(DATA FOR THE TASK begins)
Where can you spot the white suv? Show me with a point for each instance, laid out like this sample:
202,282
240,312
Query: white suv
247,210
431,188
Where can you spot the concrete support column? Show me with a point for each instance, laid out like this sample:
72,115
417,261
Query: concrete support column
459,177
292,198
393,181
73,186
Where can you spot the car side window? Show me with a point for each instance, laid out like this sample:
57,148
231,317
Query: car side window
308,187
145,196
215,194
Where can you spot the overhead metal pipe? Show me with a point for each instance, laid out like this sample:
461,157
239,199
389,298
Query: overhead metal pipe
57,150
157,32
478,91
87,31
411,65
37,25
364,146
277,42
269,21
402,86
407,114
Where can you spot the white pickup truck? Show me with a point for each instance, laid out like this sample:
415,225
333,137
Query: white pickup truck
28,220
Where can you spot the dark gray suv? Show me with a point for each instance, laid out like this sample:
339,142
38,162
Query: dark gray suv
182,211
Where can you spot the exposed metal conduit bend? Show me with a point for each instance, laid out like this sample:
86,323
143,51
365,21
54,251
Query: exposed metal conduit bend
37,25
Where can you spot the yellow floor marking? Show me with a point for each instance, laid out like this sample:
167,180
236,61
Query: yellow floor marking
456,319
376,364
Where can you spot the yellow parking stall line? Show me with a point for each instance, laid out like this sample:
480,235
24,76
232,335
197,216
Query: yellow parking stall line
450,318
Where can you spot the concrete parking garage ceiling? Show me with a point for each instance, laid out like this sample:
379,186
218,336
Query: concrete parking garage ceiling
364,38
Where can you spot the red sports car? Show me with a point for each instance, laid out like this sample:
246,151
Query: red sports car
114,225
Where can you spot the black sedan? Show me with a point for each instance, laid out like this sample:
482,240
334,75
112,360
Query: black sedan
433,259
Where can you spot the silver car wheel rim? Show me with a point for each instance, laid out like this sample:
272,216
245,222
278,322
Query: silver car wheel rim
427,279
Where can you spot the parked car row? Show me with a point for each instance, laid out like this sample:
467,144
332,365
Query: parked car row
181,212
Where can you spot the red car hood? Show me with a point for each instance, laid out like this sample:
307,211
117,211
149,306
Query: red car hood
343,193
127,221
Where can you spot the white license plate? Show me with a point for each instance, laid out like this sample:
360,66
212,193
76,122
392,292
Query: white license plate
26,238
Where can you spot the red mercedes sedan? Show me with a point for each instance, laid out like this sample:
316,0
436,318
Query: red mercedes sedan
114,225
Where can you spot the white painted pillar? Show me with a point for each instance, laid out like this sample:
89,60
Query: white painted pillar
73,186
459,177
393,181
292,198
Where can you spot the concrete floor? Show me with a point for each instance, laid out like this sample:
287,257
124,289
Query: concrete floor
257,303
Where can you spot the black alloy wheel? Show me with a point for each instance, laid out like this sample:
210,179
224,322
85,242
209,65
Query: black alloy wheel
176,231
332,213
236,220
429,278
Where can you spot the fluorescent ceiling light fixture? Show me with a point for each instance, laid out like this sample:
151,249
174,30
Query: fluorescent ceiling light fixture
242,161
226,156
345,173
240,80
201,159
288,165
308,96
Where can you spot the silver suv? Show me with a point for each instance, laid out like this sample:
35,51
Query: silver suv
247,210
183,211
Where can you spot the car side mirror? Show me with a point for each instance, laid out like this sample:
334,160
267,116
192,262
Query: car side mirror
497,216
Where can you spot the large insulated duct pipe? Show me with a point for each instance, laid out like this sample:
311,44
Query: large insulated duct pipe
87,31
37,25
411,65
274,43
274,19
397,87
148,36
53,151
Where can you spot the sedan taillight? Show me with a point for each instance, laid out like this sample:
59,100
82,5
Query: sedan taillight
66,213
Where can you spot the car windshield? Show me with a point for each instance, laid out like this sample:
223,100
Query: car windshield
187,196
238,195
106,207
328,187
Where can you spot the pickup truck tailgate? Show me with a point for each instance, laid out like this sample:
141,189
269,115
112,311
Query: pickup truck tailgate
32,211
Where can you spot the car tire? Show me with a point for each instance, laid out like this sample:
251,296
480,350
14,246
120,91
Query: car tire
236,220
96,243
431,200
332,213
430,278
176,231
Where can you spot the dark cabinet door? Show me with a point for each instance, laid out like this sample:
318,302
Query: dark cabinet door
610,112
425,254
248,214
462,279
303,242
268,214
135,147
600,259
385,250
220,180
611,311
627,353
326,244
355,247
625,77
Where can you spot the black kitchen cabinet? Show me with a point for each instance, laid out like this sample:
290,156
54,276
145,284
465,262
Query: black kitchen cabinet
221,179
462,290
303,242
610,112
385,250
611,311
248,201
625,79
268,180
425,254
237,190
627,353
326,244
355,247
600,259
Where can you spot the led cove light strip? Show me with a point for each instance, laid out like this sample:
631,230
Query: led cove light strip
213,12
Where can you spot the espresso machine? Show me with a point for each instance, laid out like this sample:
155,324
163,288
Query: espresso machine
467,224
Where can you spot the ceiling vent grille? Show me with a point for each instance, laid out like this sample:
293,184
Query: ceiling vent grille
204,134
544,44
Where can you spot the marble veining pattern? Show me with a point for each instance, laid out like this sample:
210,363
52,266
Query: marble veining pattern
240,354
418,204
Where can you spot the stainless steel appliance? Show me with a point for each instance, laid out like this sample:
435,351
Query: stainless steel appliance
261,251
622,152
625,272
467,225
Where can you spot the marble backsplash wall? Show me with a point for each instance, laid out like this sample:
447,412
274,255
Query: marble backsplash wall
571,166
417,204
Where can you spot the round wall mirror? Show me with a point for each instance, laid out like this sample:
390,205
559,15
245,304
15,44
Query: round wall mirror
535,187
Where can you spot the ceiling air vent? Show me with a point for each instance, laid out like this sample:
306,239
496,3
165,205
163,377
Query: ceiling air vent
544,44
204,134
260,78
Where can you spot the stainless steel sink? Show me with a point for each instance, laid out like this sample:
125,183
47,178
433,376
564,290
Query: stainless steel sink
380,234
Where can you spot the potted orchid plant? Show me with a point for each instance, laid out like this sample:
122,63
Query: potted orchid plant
(DATA FOR THE TASK ends)
TASK
Look through the data above for the word "potted". Report each line where it occurs.

RESPONSE TO THE EXERCISE
Where can you spot the potted orchid plant? Show me with a point for each instance, laid out like this sample:
Query: potted orchid plant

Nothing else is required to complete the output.